TASK STATEMENT ->
Quote the Main Street Station passage in full, word for word.

Although Wolfe describes the target audience as the typical mom on vacation, he notes the range of companies operating at Main Street Station will likely appeal to all family members.


Judging by comments from the numerous new and expanding businesses at Main Street Station, Martin’s vision is yielding results.

Nico Brown, vice president of operations for Howard Head Sports Medicine, said he has enjoyed interacting with both Martin and Wolfe and believes in their mission to revamp Main Street Station.

“Partnering with groups that have aligned missions and values typically leads to great outcomes,” he said.

Max Krasuski and his wife Lorrie Krebs, who are celebrating the grand opening of Lolo Juice on Friday, described their new business venture as a leap of faith. The couple was regular visitors to the area for years before deciding to plant roots. When Wolfe first broached the topic of available retail space at Main Street Station, Krasuski said the pair had their doubts.

“As tourists, we noticed that Main Street Station was pretty dead,” he said. “When Jack approached us and said he had a space, we backed up and said prove it.”

The couple was impressed after learning details of Martin and Wolfe’s vision to inject life and commerce into Main Street Station.

“They put a strong case together,” Krasuski said. “It’s not just 15 clothing or t-shirt shops.”

As they have prepared to open Lolo Juice, Krasuski said the synergy among stores has been palatable.

“All the businesses around here, true to Breck form, share a camaraderie,” he said. “We’re all happy for each other’s success.”

[Natural-language object grounding entries]
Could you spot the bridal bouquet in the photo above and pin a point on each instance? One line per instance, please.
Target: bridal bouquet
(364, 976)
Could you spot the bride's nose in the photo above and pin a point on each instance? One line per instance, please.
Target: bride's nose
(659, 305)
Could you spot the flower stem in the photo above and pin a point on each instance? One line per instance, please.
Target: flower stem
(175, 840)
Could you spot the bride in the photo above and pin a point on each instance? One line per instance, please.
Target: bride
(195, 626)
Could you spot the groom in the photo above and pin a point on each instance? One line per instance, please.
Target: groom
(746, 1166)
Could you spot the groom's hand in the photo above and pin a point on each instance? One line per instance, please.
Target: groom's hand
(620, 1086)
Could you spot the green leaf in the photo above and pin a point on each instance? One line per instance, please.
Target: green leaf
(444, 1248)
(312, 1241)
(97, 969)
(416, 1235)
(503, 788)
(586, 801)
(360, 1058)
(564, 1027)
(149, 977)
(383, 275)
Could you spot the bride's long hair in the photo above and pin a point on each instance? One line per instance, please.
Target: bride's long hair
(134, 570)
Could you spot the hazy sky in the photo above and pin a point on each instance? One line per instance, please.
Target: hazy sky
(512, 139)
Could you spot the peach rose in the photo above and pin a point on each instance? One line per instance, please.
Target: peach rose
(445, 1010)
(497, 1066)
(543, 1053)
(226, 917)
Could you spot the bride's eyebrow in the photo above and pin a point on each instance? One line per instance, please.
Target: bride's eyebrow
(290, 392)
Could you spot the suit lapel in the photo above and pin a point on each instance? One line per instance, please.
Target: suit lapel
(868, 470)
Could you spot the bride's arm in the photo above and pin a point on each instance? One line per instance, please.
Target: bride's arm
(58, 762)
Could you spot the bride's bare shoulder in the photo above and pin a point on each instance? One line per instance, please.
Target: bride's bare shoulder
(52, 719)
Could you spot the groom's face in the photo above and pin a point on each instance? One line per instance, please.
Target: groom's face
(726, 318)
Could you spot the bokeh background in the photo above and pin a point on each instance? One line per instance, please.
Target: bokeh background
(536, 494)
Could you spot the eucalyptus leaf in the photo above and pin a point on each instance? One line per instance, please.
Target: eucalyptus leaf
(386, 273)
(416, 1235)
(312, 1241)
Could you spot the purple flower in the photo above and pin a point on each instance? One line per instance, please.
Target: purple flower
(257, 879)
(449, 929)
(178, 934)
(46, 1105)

EXPECTED ANSWER ->
Although Wolfe describes the target audience as the typical mom on vacation, he notes the range of companies operating at Main Street Station will likely appeal to all family members.


Judging by comments from the numerous new and expanding businesses at Main Street Station, Martin’s vision is yielding results.

Nico Brown, vice president of operations for Howard Head Sports Medicine, said he has enjoyed interacting with both Martin and Wolfe and believes in their mission to revamp Main Street Station.

“Partnering with groups that have aligned missions and values typically leads to great outcomes,” he said.

Max Krasuski and his wife Lorrie Krebs, who are celebrating the grand opening of Lolo Juice on Friday, described their new business venture as a leap of faith. The couple was regular visitors to the area for years before deciding to plant roots. When Wolfe first broached the topic of available retail space at Main Street Station, Krasuski said the pair had their doubts.

“As tourists, we noticed that Main Street Station was pretty dead,” he said. “When Jack approached us and said he had a space, we backed up and said prove it.”

The couple was impressed after learning details of Martin and Wolfe’s vision to inject life and commerce into Main Street Station.

“They put a strong case together,” Krasuski said. “It’s not just 15 clothing or t-shirt shops.”

As they have prepared to open Lolo Juice, Krasuski said the synergy among stores has been palatable.

“All the businesses around here, true to Breck form, share a camaraderie,” he said. “We’re all happy for each other’s success.”